** WHAT YOU NEED TO DO **
In the records below, take the lines from the one containing "obj: door glass pane => coords" through the one containing "[632,231,667,392]", inclusive, and write them out again with "cabinet" swapped for "cupboard" and everything else left as is.

** INPUT FOR THIS TASK **
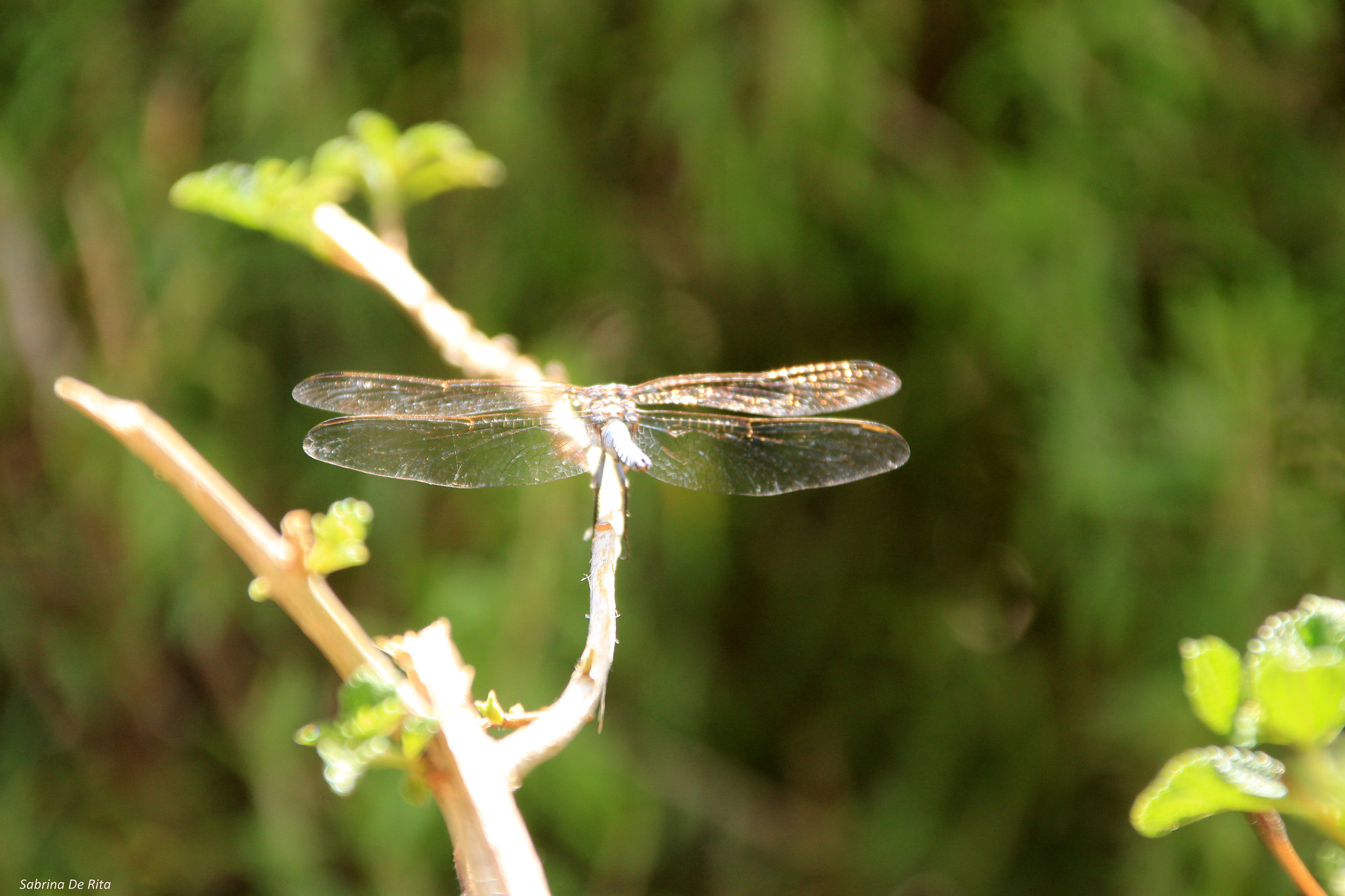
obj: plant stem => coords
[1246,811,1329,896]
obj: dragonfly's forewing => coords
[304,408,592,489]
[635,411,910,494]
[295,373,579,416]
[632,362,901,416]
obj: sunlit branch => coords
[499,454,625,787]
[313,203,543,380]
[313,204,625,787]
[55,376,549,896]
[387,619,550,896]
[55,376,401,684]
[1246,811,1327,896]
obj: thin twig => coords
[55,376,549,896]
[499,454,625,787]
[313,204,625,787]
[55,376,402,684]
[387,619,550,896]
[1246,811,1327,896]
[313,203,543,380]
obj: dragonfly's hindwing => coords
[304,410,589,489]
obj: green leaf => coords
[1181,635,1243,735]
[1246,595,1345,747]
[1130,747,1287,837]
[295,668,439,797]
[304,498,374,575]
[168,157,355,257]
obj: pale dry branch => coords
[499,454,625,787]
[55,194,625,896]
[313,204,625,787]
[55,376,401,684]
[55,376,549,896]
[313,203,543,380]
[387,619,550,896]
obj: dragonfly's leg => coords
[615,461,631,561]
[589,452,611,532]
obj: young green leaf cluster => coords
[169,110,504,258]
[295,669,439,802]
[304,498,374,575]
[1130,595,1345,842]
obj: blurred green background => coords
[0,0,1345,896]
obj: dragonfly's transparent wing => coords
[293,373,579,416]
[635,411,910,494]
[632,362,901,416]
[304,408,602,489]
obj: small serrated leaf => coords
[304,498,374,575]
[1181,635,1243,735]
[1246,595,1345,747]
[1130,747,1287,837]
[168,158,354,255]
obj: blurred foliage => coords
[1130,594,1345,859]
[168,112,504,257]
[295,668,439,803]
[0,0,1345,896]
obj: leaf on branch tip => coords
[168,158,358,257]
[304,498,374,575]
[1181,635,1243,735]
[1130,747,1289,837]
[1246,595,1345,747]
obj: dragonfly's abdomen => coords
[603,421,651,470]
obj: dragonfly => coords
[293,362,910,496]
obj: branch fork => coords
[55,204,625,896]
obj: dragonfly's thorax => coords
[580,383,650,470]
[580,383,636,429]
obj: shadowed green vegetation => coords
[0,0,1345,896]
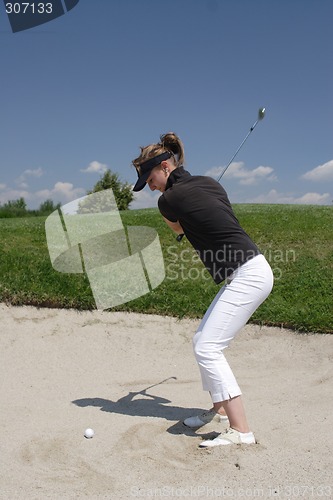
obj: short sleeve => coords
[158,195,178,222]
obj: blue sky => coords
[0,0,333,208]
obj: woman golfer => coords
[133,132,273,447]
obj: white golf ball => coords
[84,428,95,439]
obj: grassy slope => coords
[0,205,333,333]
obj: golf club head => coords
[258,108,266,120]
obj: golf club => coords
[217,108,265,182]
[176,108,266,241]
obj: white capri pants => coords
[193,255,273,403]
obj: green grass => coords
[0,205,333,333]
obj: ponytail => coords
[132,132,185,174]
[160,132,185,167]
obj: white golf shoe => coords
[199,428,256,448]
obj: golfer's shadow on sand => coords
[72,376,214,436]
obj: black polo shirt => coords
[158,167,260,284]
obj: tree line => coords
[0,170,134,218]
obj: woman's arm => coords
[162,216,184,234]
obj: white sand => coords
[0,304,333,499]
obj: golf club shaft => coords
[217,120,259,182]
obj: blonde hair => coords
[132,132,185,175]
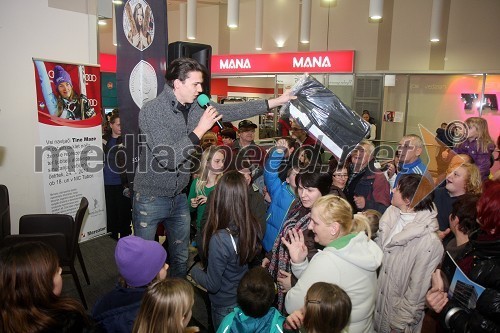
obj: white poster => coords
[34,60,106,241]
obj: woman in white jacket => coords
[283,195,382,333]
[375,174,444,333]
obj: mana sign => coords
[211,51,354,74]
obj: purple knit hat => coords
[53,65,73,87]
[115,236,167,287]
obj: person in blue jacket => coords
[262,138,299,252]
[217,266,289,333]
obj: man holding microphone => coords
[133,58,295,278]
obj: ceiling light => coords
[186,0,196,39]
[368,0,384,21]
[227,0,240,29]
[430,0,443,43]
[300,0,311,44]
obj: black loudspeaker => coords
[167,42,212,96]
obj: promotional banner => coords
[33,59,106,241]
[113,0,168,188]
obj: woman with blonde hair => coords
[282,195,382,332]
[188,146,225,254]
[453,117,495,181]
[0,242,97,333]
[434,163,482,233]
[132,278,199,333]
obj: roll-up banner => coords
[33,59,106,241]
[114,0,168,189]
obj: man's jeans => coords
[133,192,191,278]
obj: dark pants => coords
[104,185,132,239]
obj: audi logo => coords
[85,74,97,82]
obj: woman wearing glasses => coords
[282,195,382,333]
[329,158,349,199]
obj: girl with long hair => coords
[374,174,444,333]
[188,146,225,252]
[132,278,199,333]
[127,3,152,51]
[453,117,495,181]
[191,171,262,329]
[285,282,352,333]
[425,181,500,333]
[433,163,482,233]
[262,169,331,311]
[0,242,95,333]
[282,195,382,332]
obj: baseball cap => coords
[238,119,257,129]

...

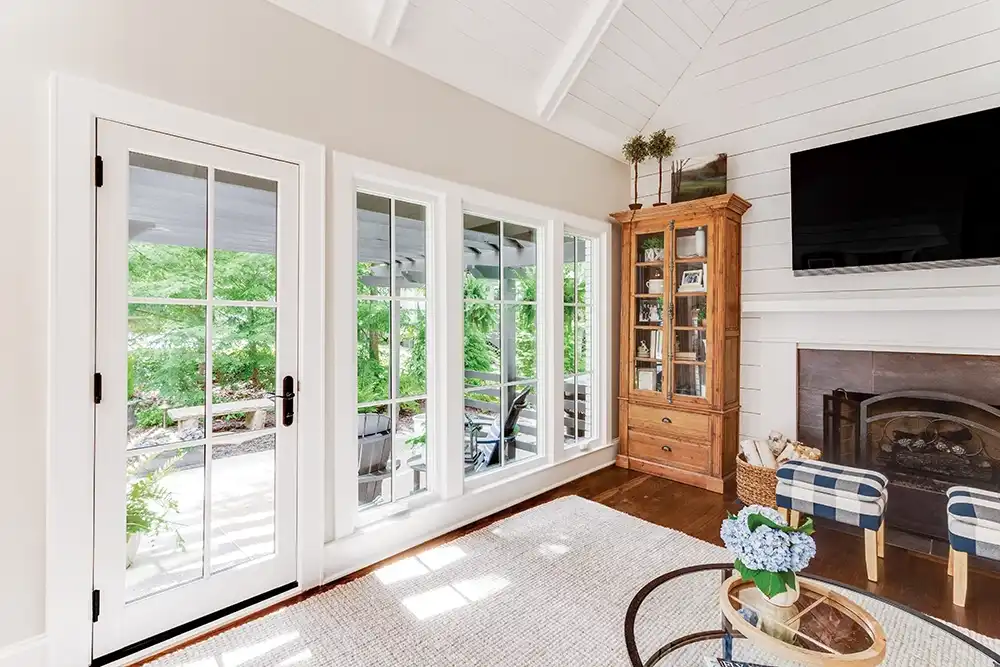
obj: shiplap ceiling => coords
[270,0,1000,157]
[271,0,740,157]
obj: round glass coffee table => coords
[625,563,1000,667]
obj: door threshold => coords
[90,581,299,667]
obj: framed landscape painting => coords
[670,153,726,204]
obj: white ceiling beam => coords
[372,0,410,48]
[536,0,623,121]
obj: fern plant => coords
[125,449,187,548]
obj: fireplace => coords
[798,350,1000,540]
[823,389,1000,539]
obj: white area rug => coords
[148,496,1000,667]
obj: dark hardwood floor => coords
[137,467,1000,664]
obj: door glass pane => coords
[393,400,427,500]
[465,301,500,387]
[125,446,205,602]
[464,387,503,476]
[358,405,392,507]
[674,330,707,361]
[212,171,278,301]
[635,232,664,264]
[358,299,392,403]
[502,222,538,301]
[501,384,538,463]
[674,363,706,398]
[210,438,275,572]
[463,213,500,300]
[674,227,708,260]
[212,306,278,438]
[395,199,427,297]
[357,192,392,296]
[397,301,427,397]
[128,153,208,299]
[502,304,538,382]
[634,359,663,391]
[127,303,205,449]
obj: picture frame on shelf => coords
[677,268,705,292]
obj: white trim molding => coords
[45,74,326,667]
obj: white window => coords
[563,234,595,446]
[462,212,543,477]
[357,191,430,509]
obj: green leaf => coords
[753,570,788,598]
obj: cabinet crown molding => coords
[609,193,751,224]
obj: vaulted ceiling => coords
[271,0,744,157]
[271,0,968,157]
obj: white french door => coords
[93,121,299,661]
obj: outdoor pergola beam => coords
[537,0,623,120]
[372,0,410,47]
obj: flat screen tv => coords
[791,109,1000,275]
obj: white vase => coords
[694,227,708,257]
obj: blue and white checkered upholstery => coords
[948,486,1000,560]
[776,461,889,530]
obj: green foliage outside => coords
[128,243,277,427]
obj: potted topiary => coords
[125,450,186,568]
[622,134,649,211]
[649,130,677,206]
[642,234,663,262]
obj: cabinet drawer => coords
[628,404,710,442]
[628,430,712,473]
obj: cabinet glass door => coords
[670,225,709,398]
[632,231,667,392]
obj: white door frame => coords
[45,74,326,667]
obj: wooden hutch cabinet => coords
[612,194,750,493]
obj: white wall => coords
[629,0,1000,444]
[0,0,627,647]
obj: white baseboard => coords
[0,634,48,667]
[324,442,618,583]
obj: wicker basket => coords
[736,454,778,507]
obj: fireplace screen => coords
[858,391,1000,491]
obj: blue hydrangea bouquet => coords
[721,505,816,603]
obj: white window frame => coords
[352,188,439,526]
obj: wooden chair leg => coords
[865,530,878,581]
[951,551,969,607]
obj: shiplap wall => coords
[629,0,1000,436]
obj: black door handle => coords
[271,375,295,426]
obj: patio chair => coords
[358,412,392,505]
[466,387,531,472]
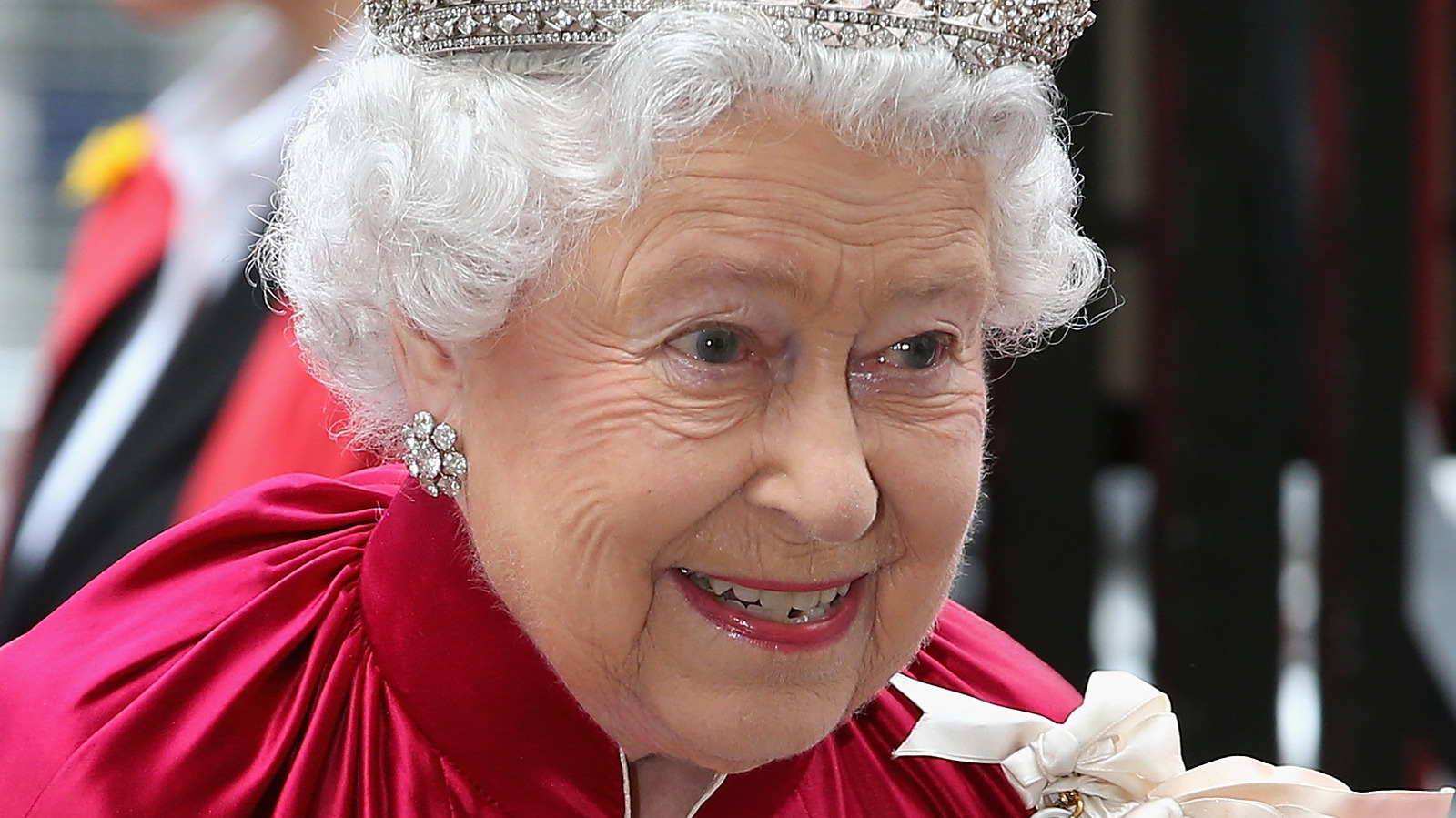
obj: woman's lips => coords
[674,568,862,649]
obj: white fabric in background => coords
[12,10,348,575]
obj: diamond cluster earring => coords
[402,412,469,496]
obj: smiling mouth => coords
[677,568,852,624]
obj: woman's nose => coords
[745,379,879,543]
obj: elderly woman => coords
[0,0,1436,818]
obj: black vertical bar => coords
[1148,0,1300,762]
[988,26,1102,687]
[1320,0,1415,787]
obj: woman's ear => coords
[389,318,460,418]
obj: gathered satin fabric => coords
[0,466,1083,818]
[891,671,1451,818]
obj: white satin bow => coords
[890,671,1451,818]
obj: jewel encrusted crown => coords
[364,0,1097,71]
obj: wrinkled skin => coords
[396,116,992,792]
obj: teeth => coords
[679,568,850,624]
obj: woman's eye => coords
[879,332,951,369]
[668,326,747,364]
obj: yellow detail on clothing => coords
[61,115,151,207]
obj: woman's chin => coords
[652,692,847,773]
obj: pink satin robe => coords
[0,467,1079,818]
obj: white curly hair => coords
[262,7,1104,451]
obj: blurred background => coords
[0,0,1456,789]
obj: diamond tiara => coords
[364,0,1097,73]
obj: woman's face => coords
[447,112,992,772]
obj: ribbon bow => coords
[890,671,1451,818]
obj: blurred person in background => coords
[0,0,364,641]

** FINAL ANSWER **
obj: door glass pane => coords
[393,400,427,500]
[465,301,500,387]
[125,446,205,602]
[464,387,503,476]
[358,405,392,507]
[674,330,707,361]
[212,171,278,301]
[635,232,664,264]
[358,299,392,403]
[502,222,538,301]
[501,384,538,463]
[674,363,706,398]
[210,438,275,572]
[463,213,500,300]
[674,227,708,260]
[212,306,278,438]
[395,199,427,297]
[357,192,392,296]
[397,301,427,397]
[128,153,208,299]
[502,304,538,382]
[634,359,663,391]
[127,303,205,449]
obj: picture frame on shelf => coords
[677,268,705,292]
obj: white trim molding => coords
[45,74,326,667]
obj: white window => coords
[563,234,595,446]
[462,212,543,477]
[357,191,430,509]
obj: green leaf => coords
[753,570,788,598]
obj: cupboard crown molding => coords
[609,193,751,224]
obj: vaulted ceiling => coords
[271,0,744,157]
[271,0,968,157]
obj: white french door => coords
[93,121,299,661]
obj: outdoor pergola beam => coords
[537,0,623,120]
[372,0,410,47]
obj: flat screen tv => coords
[791,109,1000,275]
obj: white vase => coords
[694,227,708,257]
obj: blue and white checkered upholstery => coords
[948,486,1000,560]
[776,461,889,530]
obj: green foliage outside => coords
[128,243,277,427]
obj: potted topiary => coords
[125,450,186,568]
[622,134,649,211]
[649,130,677,206]
[642,234,663,262]
obj: cupboard drawer => coords
[628,404,710,442]
[628,430,712,473]
obj: cupboard glass door => coords
[670,225,709,398]
[632,231,667,392]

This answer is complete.